• Supplied information:

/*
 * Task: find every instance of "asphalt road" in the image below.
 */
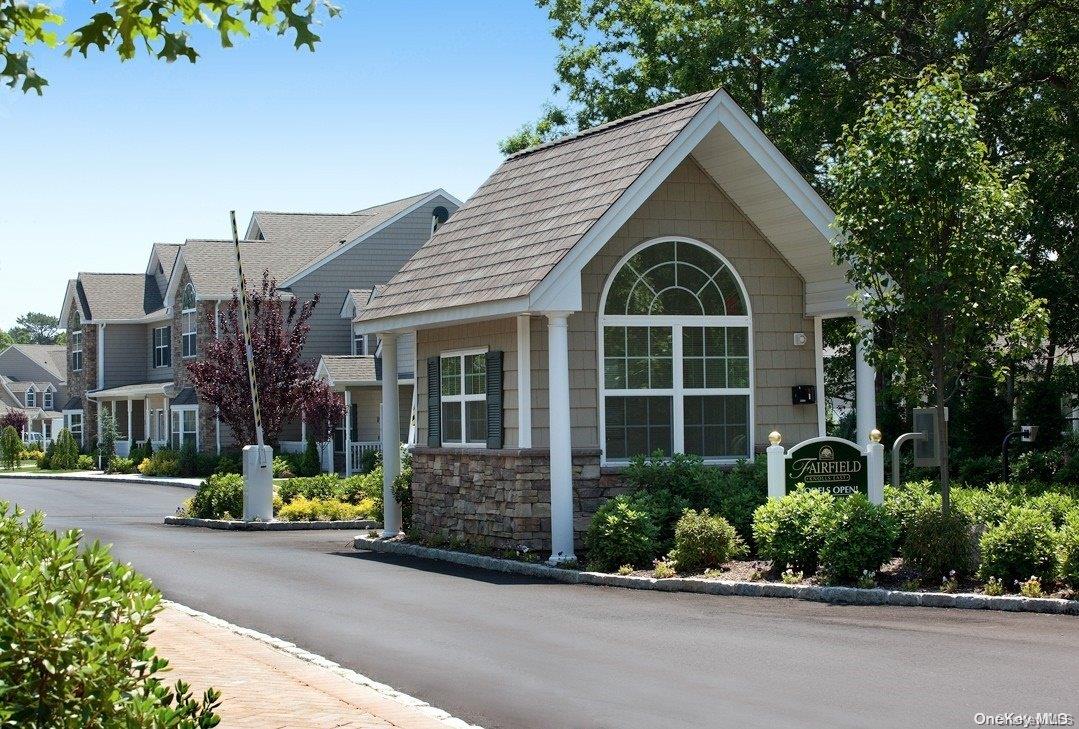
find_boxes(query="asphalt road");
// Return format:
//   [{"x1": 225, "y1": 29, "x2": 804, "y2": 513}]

• Task to carry out: The task calls for every line of the data to be returned exactly, without pictures.

• Your solution:
/*
 * Task: find every instance of "asphalt road" in the image below.
 */
find_boxes(query="asphalt road");
// Return format:
//   [{"x1": 225, "y1": 29, "x2": 804, "y2": 513}]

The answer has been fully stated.